Поэзия. Судьба. Россия: Кн. 1. Русский чело­век — страница 81 из 92

Всю жизнь я их ненавидел,

Всю жизнь убегал от клана,

И мне помогали в этом

Черные скалы Памира,

И мне помогали в этом

Волны всех океанов.

Всю жизнь я ношу на теле

Кривые, красные шрамы,

Они мое тело рвали

За то, что был непохожим,

Все это мне понятно,

Мне только одно непонятно:

Откуда из них появлялось

Так много детских поэтов,

Прекрасных детских поэтов

С пронзительными стихами,

И могут ли в норах змеиных

Гнездиться синие птицы?

И второе стихотворение, после которого я окончательно понял, что Вассерман не выдержал нагрузок и ожиданий, возложенных мною на него:

Я лишен национальной спеси,

Рос от той проблемы вдалеке.

Так случилось — ни стихов, ни песен

На родном не слышал языке.

Но бывает — будто издалече

Слышу я гортанный, древний крик,

Бронзою мерцает семисвечье,

И в ермолке горбится старик.

Мой народ — века он прожил в пленных,

Кровью истекал в любой грозе,

И ее теперь осталось в венах

Меньше, чем в колосьях и лозе.

Голос крови… Я не слышал зова.

Сколько нас осталось, знаешь ты?

На три дня древнегерманской злобы,

На пять лет рассейской доброты.

"Здравствуйте, Ян!

В бумажных завалах обнаружил Ваше давнее письмо, на которое в свое время не ответил по разным причинам — просто забыл, честно говоря. Но поскольку не люблю, чтобы последнее слово оставалось за оппонентом, делаю это сейчас.

Грустно мне было читать о том, что Ваших соплеменников (Вы мне прислали стихотворение "Соплеменники " и еще одно — о голосе крови) всю жизнь угнетали российские городовые, "злобные и усатые приставы"; а они, бедные, сгибали спины и писали прекрасные детские стихи.

──────────

**Задания**
A. Какие два стихотворения, согласно тексту, Ян прислал автору письма?
B. Пожалуйста, продублируйте фрагмент записей от их самой первой строки до строки, содержащей «xmin=425 ymin=212 xmax=450 ymax=231», включая обе границы.
Текст и записи — два отдельных материала, никак не связанных между собой.

**Сохранённые записи набора данных**
──────────

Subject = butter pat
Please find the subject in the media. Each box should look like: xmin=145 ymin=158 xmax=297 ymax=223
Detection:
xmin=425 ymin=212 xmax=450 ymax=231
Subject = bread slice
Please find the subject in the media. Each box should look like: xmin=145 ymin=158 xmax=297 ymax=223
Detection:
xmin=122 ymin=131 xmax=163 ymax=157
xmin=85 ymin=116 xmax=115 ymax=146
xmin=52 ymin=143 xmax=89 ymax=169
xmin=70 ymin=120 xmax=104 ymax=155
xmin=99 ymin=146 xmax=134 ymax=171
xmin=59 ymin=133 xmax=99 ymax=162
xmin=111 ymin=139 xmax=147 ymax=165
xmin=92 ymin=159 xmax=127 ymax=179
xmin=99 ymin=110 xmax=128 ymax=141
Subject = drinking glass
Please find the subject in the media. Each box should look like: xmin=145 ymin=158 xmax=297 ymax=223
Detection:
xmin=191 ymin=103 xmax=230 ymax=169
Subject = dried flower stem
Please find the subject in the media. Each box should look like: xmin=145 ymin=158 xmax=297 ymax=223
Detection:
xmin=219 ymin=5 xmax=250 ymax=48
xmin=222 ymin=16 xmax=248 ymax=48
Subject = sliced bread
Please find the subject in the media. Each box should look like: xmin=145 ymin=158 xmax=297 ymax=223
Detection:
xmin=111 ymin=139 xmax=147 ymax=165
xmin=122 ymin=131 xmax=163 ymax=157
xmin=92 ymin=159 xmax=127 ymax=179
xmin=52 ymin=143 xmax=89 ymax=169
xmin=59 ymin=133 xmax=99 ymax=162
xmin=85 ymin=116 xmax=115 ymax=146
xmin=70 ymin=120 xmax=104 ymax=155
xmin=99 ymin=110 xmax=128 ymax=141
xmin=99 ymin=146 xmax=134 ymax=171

──────────

**Ответы к заданиям**
A. Стихотворение «Соплеменники» и ещё одно — о голосе крови.

B.
Subject = butter pat
Please find the subject in the media. Each box should look like: xmin=145 ymin=158 xmax=297 ymax=223
Detection:
xmin=425 ymin=212 xmax=450 ymax=231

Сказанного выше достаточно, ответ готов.